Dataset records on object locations
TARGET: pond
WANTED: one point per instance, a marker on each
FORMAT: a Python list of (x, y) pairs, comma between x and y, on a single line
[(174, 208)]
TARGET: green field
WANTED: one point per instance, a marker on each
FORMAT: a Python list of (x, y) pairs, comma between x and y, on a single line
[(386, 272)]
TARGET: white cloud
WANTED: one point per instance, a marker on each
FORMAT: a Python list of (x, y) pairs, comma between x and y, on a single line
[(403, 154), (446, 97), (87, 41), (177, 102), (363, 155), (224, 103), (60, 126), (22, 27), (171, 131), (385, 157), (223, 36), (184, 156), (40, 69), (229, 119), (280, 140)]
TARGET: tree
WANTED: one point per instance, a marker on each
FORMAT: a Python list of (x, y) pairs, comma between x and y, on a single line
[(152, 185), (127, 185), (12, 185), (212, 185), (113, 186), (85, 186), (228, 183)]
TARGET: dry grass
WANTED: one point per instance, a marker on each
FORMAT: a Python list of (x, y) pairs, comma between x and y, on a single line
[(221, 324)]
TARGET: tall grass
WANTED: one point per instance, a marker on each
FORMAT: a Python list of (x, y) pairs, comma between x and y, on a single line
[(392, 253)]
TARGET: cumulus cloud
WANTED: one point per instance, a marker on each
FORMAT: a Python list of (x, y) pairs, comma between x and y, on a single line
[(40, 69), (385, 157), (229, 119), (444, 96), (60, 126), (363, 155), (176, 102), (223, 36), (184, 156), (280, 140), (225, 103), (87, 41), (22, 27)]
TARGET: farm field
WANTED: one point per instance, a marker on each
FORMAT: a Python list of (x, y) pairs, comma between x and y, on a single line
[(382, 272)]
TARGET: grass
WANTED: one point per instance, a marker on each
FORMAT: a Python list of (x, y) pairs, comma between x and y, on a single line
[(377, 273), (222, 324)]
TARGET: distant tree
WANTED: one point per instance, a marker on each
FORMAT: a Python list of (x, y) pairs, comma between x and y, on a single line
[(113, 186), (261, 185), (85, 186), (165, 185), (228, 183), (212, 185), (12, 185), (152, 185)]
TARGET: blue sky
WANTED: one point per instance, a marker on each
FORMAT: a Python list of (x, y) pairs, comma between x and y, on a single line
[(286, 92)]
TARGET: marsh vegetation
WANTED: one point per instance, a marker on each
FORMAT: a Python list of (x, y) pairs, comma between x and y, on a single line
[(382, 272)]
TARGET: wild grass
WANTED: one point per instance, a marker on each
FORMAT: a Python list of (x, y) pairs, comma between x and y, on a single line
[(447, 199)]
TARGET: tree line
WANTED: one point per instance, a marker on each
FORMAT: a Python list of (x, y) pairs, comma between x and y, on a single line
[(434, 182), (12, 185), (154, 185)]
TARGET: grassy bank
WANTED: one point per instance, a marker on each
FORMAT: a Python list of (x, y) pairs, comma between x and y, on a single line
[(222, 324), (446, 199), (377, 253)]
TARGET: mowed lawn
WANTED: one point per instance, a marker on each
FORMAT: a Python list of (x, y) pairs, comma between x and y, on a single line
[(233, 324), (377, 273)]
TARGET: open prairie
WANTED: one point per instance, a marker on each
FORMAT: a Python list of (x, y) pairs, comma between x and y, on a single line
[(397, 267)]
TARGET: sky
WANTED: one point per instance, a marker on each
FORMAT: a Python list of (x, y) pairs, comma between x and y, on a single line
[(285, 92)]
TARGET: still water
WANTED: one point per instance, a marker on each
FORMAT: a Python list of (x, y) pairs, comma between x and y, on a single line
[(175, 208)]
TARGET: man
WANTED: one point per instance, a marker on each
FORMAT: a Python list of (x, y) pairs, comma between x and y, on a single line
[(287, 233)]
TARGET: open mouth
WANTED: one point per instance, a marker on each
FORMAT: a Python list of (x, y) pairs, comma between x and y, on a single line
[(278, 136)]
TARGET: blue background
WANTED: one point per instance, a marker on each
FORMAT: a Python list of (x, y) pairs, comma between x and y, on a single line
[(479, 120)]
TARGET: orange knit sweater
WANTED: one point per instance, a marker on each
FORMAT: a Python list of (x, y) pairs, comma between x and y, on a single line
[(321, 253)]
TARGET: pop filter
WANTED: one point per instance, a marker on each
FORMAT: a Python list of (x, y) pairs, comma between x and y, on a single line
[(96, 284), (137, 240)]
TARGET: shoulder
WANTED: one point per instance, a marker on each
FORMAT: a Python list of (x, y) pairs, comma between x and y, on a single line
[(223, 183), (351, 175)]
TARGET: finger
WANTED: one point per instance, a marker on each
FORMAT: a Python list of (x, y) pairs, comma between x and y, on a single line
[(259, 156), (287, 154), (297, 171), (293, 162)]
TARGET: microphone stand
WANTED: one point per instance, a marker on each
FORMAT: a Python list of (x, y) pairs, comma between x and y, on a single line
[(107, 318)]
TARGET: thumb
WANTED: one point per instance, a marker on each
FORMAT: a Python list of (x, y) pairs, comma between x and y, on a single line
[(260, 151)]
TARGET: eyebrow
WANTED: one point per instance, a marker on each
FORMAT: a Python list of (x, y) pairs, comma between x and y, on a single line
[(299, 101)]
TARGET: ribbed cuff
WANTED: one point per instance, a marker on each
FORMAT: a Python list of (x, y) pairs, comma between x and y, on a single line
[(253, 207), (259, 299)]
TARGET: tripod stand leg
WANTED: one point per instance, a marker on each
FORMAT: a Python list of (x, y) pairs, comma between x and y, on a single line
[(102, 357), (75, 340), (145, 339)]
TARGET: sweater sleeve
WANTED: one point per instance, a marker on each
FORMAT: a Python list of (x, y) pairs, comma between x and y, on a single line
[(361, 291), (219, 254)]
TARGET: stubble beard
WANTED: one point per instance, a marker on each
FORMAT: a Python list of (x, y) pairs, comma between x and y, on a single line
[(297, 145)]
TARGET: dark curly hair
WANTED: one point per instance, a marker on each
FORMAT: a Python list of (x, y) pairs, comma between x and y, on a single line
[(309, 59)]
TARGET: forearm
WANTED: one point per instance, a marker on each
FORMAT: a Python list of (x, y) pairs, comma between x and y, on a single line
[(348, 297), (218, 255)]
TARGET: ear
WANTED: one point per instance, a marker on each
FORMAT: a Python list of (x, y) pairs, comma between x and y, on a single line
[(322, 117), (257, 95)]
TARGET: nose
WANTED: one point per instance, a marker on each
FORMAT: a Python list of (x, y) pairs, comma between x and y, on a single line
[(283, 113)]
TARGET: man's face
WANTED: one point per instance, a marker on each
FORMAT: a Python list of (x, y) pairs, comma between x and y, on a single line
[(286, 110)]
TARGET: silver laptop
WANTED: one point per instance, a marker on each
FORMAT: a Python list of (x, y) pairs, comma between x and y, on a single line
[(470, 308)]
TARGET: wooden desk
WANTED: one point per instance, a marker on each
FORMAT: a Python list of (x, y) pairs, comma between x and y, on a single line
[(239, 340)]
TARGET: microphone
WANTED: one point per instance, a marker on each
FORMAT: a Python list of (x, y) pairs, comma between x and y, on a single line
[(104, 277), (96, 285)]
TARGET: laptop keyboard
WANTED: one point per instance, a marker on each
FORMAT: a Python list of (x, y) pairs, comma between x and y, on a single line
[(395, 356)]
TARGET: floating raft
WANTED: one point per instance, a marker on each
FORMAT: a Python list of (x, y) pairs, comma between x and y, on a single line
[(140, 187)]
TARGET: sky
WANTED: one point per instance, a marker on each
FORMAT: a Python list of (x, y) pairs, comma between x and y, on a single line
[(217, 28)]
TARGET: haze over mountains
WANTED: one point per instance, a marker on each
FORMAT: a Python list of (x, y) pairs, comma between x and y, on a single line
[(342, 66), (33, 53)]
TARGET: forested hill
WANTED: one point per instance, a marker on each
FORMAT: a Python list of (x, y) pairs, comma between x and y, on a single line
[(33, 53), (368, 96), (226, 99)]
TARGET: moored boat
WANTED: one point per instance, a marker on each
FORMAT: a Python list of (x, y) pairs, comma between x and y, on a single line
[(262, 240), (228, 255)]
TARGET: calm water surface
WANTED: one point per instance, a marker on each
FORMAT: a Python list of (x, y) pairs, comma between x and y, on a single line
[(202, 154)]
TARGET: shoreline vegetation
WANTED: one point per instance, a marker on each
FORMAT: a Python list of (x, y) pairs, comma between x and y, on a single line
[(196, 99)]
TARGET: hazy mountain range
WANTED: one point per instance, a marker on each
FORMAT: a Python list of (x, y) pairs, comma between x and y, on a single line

*Do this*
Quote the data above word for word, beginning at the line containing "TARGET: tall grass" and stopping after the line containing "[(447, 199)]".

*Solution to this problem*
TARGET: tall grass
WANTED: one point per instance, a marker on each
FORMAT: a Python list of (x, y) pairs, comma between x and y, on a single line
[(392, 253)]
TARGET: cumulus cloud
WANTED: one point per instance, a marker on each
FORMAT: a Python list of (x, y) pairs, comma between x and y, on a single line
[(40, 69), (385, 157), (229, 119), (444, 96), (60, 126), (363, 155), (176, 102), (223, 36), (184, 156), (280, 140), (225, 103), (87, 41), (22, 27)]
TARGET: farm field
WANTED: one point per instance, a marker on each
FORMAT: a Python list of (x, y) pairs, comma between x and y, on a single line
[(382, 272)]
TARGET: grass
WANTED: one point per instance, a marker on each
FORMAT: a Python list of (x, y) pairs, comma between x and y, on a single line
[(377, 273), (222, 324)]
TARGET: distant tree
WANTED: one point per instance, a marker on each
FORMAT: a Python list of (x, y) pairs, comma between x and y, on a single line
[(113, 186), (261, 185), (85, 186), (165, 185), (228, 183), (212, 185), (12, 185), (152, 185)]
TARGET: blue sky
WANTED: one point per instance, a marker on each
FORMAT: a Python list of (x, y) pairs, comma between x and y, on a single line
[(286, 92)]
TARGET: marsh vegetation
WANTED: one point per instance, a marker on each
FORMAT: a Python list of (x, y) pairs, comma between x and y, on a single line
[(382, 272)]
TARGET: wild grass
WANTED: one point per instance, a marker on each
FORMAT: a Python list of (x, y) pairs, comma between x and y, on a single line
[(447, 199)]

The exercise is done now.